● What is being asked: Reproduce the items below, changing each "Target" to "Object" and leaving everything else unchanged.

◆ ◆ ◆ ◆ ◆ ◆ ◆

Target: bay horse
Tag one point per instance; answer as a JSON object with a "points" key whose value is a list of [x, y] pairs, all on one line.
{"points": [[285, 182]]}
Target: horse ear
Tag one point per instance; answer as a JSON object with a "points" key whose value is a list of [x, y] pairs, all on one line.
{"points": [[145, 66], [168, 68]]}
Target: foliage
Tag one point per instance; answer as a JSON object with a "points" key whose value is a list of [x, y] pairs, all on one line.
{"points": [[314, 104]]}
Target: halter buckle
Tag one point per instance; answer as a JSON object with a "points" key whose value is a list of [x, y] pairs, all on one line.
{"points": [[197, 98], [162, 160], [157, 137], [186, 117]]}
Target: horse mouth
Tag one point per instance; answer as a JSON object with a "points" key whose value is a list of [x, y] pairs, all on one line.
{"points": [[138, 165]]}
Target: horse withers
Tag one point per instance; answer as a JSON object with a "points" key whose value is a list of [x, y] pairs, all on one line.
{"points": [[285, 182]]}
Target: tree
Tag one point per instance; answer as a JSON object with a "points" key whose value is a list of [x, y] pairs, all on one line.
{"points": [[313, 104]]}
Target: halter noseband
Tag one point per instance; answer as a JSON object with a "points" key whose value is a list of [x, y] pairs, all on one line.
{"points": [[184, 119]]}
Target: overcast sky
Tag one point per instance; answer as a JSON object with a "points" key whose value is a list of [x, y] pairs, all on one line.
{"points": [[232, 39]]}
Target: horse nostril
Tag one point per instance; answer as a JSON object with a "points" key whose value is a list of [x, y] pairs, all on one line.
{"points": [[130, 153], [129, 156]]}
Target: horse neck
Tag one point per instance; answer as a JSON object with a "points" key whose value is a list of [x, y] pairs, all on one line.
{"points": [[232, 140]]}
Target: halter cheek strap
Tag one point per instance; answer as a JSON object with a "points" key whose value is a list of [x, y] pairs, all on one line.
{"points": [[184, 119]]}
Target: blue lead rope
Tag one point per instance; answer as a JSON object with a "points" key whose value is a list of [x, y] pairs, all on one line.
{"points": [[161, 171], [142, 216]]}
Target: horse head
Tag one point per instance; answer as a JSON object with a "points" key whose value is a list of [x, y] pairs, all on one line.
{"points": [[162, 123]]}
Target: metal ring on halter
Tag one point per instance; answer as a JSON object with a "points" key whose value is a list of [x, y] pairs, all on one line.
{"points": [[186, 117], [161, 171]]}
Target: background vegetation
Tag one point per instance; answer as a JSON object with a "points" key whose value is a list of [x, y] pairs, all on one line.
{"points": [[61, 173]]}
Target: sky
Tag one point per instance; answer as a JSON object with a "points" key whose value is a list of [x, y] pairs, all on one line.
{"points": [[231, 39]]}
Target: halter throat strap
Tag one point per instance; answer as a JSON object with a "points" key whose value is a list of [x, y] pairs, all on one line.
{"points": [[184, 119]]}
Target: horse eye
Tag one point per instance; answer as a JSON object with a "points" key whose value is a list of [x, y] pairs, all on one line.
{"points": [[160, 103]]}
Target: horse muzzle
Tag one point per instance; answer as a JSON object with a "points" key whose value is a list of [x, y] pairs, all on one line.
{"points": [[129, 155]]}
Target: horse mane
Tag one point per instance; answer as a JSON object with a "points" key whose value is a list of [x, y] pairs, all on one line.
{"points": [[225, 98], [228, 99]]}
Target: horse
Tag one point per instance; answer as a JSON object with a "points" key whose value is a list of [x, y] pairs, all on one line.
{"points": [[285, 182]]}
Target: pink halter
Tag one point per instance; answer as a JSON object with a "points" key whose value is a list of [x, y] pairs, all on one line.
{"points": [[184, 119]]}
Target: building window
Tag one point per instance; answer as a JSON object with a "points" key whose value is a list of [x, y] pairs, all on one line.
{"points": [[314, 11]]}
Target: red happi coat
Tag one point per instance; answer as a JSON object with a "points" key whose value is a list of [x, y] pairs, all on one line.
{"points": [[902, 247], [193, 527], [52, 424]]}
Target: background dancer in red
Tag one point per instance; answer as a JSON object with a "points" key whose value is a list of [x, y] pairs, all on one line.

◆ ◆ ◆ ◆ ◆ ◆ ◆

● Exercise solution:
Object: bay horse
Tag one point per instance; answer as a JSON object with a "points" key whose value is a list of [x, y] pairs, all on one line.
{"points": [[285, 182]]}
Object: horse ear
Tag one point per instance; answer as a JSON object with a "points" key whose value is a list of [x, y] pairs, all on one line.
{"points": [[145, 66], [168, 68]]}
Object: foliage
Tag one point per instance; answer as a JSON object with a "points" key whose value is a list of [x, y] pairs, all on one line.
{"points": [[314, 104]]}
Object: halter buckle
Tag one point per instance; answer as a JSON object with a "points" key whose value is a list of [x, y] pairs, all on one line.
{"points": [[197, 98], [162, 160], [157, 137], [186, 117]]}
Object: horse mouth
Tag one point per instance; answer as a JSON object with a "points" key whose value is a list of [x, y] pairs, all on one line.
{"points": [[138, 165]]}
Object: horse withers
Tag one point per instance; answer as a JSON object with a "points" key whose value is a list of [x, y] pairs, all on one line.
{"points": [[285, 182]]}
Object: tree
Tag one point per instance; answer as a JSON object with a "points" key whose value is a list of [x, y] pairs, all on one line.
{"points": [[313, 104]]}
Object: halter noseband
Tag one point per instance; answer as a JSON object with a "points" key whose value is a list of [x, y] pairs, all on one line.
{"points": [[184, 119]]}
Object: overcast sky
Tag one point per instance; answer as a JSON object with a "points" key whose value is a list of [x, y] pairs, all on one line.
{"points": [[232, 39]]}
Object: horse nostril
Tag one point per instance; answer as a JSON object with a "points" key whose value is a list of [x, y] pairs, all on one line.
{"points": [[130, 153], [129, 156]]}
Object: horse neck
Tag one point per instance; answer as a JSON object with a "points" key whose value is a list of [x, y] pairs, all on one line.
{"points": [[232, 140]]}
Object: halter cheek strap
Tag one point per instance; answer as a JSON object with a "points" key whose value is a list of [x, y] pairs, all on one line.
{"points": [[184, 119]]}
Object: blue lead rope
Tag one point per instance; answer as a JSON object with a "points" key whose value is a list of [x, y] pairs, all on one line.
{"points": [[161, 171], [142, 216]]}
Object: horse head
Tag one point per instance; answer as a JSON object with a "points" key whose value is a list of [x, y] pairs, all on one line.
{"points": [[162, 123]]}
Object: metal ring on halter
Tag one point per instance; answer as a JSON object with a "points" key whose value is a list of [x, y] pairs, all on one line.
{"points": [[186, 117], [161, 171]]}
Object: background vegetation
Tag one point per instance; answer as a JSON object with a "points" key whose value is a list of [x, y] pairs, all on one line.
{"points": [[61, 173]]}
Object: sky
Tag one point per instance; answer as a JSON object with a "points" key whose value is a list of [x, y] pairs, all on one line.
{"points": [[231, 39]]}
Object: halter throat strap
Tag one point per instance; answer as a JSON object with a "points" key whose value is a list of [x, y] pairs, all on one line.
{"points": [[184, 119]]}
Object: horse eye
Tag one point per instance; answer as a JSON object with a "points" key whose value is a list of [x, y] pairs, all on one line.
{"points": [[160, 103]]}
Object: horse muzzle
Tag one point per instance; answer as a JSON object with a "points" key whose value is a list of [x, y] pairs, all on one line.
{"points": [[129, 155]]}
Object: horse mane
Tag one point per instance; answer as a JSON object with a "points" key whose value is a list of [x, y] pairs, all on one line.
{"points": [[225, 98], [228, 99]]}
Object: horse
Tag one point per instance; answer as a JSON object with a "points" key whose value is a list of [x, y] pairs, all on one line.
{"points": [[285, 182]]}
Object: pink halter
Tag one point per instance; answer as a JSON object with a "points" key whose value is a list of [x, y] pairs, all on one line.
{"points": [[184, 119]]}
Object: building window
Tag one point per instance; answer as a JSON object with a "points" key whose value is a list of [x, y] pairs, all on one line.
{"points": [[314, 11]]}
Object: red happi coat
Tag one point per instance; answer as a JSON object with a "points" key whose value is a list of [x, y] pairs, all on one line.
{"points": [[902, 247], [193, 527], [52, 424]]}
Object: background dancer in red
Tag one point per instance; answer as a JSON object with a "points" key whose value is a list of [x, y] pairs, all on one line.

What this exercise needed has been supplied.